[EXERCISE]:
Take the line that contains "point per instance: vulture breast" and every line after it in the material below, and quote them exactly.

Coordinate annotation entries
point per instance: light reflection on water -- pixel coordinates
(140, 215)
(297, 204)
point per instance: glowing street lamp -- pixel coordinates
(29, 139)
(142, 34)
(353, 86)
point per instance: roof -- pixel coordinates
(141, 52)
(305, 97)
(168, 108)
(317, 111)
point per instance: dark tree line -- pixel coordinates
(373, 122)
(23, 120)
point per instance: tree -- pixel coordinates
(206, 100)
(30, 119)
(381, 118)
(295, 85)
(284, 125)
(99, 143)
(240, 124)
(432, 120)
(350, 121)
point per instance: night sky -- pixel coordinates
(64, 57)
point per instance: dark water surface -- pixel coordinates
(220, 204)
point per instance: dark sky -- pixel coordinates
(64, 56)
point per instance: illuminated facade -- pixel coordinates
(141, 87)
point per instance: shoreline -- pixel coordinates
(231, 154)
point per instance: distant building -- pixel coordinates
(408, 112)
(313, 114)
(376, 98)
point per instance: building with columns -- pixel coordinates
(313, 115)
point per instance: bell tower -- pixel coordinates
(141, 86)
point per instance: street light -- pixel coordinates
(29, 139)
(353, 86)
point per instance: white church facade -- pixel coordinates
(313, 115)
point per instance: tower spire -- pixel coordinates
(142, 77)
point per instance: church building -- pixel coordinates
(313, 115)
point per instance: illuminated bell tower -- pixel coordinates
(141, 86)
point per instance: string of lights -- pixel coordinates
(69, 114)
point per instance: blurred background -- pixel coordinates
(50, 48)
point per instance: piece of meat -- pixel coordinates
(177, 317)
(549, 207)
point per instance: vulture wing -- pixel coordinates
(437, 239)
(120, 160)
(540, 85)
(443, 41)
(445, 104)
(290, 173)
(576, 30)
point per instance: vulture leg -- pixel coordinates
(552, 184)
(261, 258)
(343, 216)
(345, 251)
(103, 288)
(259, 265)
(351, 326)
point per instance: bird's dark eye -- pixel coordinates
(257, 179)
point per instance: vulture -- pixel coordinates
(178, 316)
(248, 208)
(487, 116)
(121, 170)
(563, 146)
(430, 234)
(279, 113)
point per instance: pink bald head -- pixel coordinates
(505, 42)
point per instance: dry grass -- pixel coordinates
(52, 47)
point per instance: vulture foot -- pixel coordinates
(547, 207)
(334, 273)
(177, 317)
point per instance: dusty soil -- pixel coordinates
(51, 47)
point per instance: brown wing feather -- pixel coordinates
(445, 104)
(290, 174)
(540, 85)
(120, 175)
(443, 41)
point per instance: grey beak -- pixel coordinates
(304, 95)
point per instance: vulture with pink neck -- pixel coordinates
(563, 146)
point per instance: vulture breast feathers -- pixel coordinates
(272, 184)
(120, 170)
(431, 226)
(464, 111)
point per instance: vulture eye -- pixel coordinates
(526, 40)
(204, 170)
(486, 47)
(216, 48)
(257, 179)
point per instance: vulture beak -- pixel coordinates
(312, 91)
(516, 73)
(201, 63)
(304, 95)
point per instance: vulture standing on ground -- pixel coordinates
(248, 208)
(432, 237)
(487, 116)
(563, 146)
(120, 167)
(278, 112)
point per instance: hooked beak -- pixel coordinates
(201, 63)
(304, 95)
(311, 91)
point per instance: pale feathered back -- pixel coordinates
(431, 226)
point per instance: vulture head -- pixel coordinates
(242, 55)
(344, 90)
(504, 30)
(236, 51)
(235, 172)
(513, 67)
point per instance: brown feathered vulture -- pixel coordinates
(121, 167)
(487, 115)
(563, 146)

[FULL SOLUTION]:
point per instance: vulture breast feathers -- pixel coordinates
(272, 184)
(120, 170)
(431, 226)
(464, 111)
point per instance: vulture eye -- pixel coordinates
(526, 40)
(204, 170)
(486, 47)
(216, 48)
(257, 179)
point per instance: vulture beak -- pixel coordinates
(312, 91)
(516, 73)
(201, 63)
(304, 95)
point per instance: vulture standing on ground -- pixel coordinates
(248, 208)
(432, 237)
(487, 116)
(563, 146)
(120, 167)
(278, 112)
point per instance: hooked beak -- pixel coordinates
(201, 63)
(304, 95)
(311, 91)
point per instance: pale feathered back -- pixel coordinates
(431, 226)
point per instance: vulture head -- pixel coordinates
(242, 55)
(344, 90)
(504, 30)
(236, 51)
(235, 172)
(513, 67)
point per instance: brown feathered vulture -- pixel coordinates
(121, 167)
(487, 115)
(563, 146)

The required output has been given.